Le pauvre homme remit le combiné à la caissière.

-Merci mad'moiselle... J'espère juste que je n'ferai pas une crise de coeur... J'ai un souffle au coeur mad'moiselle.. Pourriez-vous regarder de temps en temps si je tiens debout devant le Super C? J'ai peur que mon coeur lâche mad'moiselle... C'est trop d'émotions pour moé ça! 

-Oui m'sieur... J'vais voir... Soyez sans crainte...

-Vous êtes bien fine... Merci mad'moiselle... Que Dieu vous bénisse!

Il sortit avec sa tuque péruvienne et sa barbe de trois jours. J'étais maintenant dans la file d'attente pour passer à la caisse avec ma prescription. Deux vieilles commères étaient devant moi et, évidemment, elles commentaient ce spectacle dont nous venions tous d'être témoins.

-C'gars-là je l'connais... C't'un fou... I' fait v'nir la police pour rien au Super C toutes les semaines... La dernière fois c'était parce qu'il avait entendu un tremblement d'terre... dit la plus vieille et la plus laide des deux.

-I' les lâchent lousses dans 'a rue à c't'heure! Pis c'est nous autres qui sont pognés avec ça dans 'es pattes... Comme l'autre crisse de fou qui fait semblant d'se masturber quand on passe d'vant lui... Le quêteux aux cheveux longs qui vit dans 'a P'tite Pologne... Celui qui marche de long en large d'vant le Super C en criant tout seul... J'te l'dis va falloir qu'on traîne du poivre de Cayenne dans nos sacoches! C'est rendu qu'el' Super C est envahi par toutes sortes de fous! Qu'i' viennent déblayer tabarouette ou bi'n c'est moé qui va virer folle bonyousse d'la vie!

Les deux commères sortirent. Je passai à la caisse.

Travail demandé:
#1 Reproduisez à l'identique le passage du texte du document compris entre « Il sortit avec » et « tous d'être témoins. », bornes incluses.
#2 D'après le texte du document, pour quelle raison l'homme avait-il fait venir la police au Super C la dernière fois ?

Entrées de données enregistrées:
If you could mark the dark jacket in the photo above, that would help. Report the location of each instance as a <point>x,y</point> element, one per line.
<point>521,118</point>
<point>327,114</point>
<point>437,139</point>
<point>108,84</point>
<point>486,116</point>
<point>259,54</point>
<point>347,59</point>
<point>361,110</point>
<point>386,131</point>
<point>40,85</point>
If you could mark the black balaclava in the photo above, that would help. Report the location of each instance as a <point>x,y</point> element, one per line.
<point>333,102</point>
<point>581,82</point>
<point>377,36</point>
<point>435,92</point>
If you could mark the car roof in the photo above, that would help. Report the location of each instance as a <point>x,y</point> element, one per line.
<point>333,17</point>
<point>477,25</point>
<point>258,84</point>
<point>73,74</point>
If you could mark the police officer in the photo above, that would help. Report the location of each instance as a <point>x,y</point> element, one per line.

Réponses par tâche:
#1
Il sortit avec sa tuque péruvienne et sa barbe de trois jours. J'étais maintenant dans la file d'attente pour passer à la caisse avec ma prescription. Deux vieilles commères étaient devant moi et, évidemment, elles commentaient ce spectacle dont nous venions tous d'être témoins.

#2 Parce qu'il avait entendu un tremblement de terre.